Seitenauszug -
== == ==

2. Welche Schafe scherst du am liebsten? 
Schafe, die sich nicht wehren und stillhalten. Nicht zu Kleine, nicht allzu Grosse, mit unbewolltem Kopf und unbewollten Beinen. Lange Wollschwänze finde ich mühsam zum Ausscheren, vor allem wenn sie noch verschmutzt sind.

3. Was gefällt dir als Schafscherer gar nicht?
- Unfreundliche, unkooperative Halter, die keine Ahnung von Schafen haben. 
- Zu kleine, unebene oder verschmutzte Scherplätze, die langen Fahrten, Stau auf der Heimfahrt.

4. Was sind die schönsten Momente an einem Schurtag? 
Wenn man es geschafft hat; der Anblick der geschorenen Herde, noch etwas Geselligkeit mit den Halter/innen und den Scherkollegen.

Fabian

1. Was fasziniert dich am Schafscheren?
Ein Schertour oder das Scheren eines grösseren Bestandes bedeutet für mich ein Austreten aus dem Berufs- und Familienalltag. Mich fasziniert dann insbesondere beim Scheren von grösseren Beständen der „Flow“, der plötzlich entstehen kann. Ich werde jeweils mit dem nächsten Schaf bedient und komme dann in einen Rhythmus, der alle Gedanken ausschalten lässt. Ich verliere dann sogar die Wahrnehmung rund um mich herum und tauche mit dem Geräusch der Schermaschine in eine Art Meditation ein. Dass am Schluss auch ein Arbeitswerk (die geschorenen Schafe) begutachtet werden kann, befriedigt zusätzlich.

2. Welche Schafe scherst du am liebsten?
Natürlich unsere Skudden. Hier ist das richtige Handling und die Technik besonders wichtig.

3. Was gefällt dir als Schafscherer gar nicht?

== == ==

Bereitgestellte Angaben -
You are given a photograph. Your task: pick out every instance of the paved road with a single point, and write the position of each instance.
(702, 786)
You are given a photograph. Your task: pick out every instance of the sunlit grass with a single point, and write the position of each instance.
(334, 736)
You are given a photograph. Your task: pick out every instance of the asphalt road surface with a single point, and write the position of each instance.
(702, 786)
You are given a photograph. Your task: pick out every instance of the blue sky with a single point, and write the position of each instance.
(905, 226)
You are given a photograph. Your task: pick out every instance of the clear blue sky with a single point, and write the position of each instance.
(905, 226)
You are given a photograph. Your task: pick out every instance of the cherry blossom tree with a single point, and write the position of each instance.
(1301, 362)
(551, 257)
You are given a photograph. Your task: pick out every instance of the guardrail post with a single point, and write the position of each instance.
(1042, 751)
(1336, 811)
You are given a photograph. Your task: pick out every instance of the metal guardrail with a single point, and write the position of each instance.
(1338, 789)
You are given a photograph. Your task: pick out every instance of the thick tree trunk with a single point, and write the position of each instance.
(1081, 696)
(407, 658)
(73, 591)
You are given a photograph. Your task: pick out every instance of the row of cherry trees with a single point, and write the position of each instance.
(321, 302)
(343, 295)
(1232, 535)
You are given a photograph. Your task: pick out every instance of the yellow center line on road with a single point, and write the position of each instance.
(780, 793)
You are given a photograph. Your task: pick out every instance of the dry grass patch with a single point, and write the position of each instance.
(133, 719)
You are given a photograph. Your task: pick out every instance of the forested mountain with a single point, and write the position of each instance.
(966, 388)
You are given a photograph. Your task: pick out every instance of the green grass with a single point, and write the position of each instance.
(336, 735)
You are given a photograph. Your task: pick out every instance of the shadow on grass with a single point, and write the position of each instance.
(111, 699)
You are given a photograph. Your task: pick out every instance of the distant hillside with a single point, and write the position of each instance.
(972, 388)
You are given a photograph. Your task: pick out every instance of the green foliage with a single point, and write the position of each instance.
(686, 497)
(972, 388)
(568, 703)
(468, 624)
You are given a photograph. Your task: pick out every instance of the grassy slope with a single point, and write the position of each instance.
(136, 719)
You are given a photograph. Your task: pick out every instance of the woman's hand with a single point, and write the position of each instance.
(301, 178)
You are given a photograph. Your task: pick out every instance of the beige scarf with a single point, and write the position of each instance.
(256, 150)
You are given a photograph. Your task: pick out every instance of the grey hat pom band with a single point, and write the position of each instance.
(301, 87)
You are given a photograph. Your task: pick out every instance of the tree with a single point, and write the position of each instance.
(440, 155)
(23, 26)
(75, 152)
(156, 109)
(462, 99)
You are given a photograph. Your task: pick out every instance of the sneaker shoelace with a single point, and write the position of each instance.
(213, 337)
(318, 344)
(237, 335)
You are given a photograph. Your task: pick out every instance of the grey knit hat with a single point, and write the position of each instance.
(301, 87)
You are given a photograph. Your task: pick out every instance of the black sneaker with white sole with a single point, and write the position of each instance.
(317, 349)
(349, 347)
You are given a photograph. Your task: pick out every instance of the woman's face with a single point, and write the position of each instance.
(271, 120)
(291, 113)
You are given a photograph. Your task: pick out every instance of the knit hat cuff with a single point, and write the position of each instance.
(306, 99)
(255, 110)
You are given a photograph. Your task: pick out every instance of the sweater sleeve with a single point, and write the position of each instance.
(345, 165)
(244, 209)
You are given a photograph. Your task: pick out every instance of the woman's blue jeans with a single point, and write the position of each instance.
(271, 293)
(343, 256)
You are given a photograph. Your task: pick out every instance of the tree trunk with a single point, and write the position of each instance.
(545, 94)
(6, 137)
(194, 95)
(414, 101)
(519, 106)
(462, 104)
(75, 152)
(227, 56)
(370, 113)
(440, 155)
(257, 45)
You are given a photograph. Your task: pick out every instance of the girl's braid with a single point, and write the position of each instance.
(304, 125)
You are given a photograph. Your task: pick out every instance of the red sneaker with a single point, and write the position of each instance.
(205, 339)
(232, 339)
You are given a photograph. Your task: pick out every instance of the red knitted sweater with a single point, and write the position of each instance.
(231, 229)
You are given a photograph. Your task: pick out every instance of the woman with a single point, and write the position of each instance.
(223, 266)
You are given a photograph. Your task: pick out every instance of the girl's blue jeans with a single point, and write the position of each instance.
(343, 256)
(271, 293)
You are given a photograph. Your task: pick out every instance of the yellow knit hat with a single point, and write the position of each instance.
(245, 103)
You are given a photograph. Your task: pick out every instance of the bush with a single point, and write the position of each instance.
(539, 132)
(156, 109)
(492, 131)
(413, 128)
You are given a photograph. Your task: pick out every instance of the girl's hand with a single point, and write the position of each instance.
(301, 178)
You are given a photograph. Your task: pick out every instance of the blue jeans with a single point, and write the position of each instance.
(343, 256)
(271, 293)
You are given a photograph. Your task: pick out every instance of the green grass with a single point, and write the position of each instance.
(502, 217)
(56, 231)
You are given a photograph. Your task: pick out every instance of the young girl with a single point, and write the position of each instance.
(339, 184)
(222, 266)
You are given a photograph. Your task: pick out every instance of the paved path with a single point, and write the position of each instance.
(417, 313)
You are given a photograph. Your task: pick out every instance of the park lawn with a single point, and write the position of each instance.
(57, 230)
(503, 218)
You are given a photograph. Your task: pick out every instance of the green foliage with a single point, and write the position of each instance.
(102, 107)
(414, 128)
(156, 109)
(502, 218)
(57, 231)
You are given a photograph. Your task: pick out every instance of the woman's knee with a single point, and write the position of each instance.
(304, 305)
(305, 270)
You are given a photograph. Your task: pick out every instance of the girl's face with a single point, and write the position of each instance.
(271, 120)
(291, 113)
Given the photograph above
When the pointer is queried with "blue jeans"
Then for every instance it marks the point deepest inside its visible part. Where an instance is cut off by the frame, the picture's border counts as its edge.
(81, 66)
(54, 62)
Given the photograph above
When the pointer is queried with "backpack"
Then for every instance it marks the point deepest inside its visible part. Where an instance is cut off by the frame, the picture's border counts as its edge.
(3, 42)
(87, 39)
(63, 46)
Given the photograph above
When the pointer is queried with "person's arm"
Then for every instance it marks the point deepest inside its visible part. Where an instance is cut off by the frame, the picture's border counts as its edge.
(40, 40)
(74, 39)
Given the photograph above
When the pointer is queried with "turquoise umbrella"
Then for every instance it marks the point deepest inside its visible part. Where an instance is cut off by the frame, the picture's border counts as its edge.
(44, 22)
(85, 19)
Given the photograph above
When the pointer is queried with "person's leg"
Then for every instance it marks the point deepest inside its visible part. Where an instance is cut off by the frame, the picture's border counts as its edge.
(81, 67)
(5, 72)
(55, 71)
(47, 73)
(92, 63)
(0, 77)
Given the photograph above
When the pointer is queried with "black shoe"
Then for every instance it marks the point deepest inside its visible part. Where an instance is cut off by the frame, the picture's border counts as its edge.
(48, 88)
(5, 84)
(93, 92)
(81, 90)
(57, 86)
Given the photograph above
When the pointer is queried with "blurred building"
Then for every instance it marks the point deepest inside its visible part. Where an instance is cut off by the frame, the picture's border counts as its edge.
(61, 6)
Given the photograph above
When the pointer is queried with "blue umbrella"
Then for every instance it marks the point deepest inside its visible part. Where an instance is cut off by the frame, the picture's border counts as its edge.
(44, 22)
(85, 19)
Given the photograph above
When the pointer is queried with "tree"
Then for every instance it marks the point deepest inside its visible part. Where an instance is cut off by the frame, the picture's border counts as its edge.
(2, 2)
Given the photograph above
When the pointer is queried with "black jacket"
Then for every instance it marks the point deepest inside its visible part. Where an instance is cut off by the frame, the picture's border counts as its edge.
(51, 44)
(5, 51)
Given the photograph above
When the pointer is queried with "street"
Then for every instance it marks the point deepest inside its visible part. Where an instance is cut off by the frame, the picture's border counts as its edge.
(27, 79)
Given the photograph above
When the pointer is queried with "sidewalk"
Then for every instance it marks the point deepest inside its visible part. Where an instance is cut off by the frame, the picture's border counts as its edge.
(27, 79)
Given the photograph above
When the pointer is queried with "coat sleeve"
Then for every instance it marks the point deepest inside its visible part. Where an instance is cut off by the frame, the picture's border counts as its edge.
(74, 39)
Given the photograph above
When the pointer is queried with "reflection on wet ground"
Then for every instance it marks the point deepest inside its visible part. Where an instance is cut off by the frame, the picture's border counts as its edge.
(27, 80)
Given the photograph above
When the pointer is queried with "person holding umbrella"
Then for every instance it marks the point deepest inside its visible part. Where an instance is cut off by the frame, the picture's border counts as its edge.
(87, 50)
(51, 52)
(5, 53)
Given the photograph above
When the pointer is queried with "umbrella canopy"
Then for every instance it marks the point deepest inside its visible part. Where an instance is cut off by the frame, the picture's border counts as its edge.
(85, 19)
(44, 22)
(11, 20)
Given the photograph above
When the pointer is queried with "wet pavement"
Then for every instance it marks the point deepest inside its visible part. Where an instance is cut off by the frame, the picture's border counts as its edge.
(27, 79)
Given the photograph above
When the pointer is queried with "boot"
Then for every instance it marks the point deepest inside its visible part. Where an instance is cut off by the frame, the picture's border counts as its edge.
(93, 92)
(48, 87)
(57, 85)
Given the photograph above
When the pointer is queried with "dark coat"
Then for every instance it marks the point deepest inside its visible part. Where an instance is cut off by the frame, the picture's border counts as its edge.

== == ==

Arbeitsanweisung - Schreib aus dem Seitenauszug über das Schafscheren wortgetreu den Abschnitt ab, der mit den Worten „Schafe, die sich“ beginnt und mit „noch verschmutzt sind.“ endet.

Lösung -
Schafe, die sich nicht wehren und stillhalten. Nicht zu Kleine, nicht allzu Grosse, mit unbewolltem Kopf und unbewollten Beinen. Lange Wollschwänze finde ich mühsam zum Ausscheren, vor allem wenn sie noch verschmutzt sind.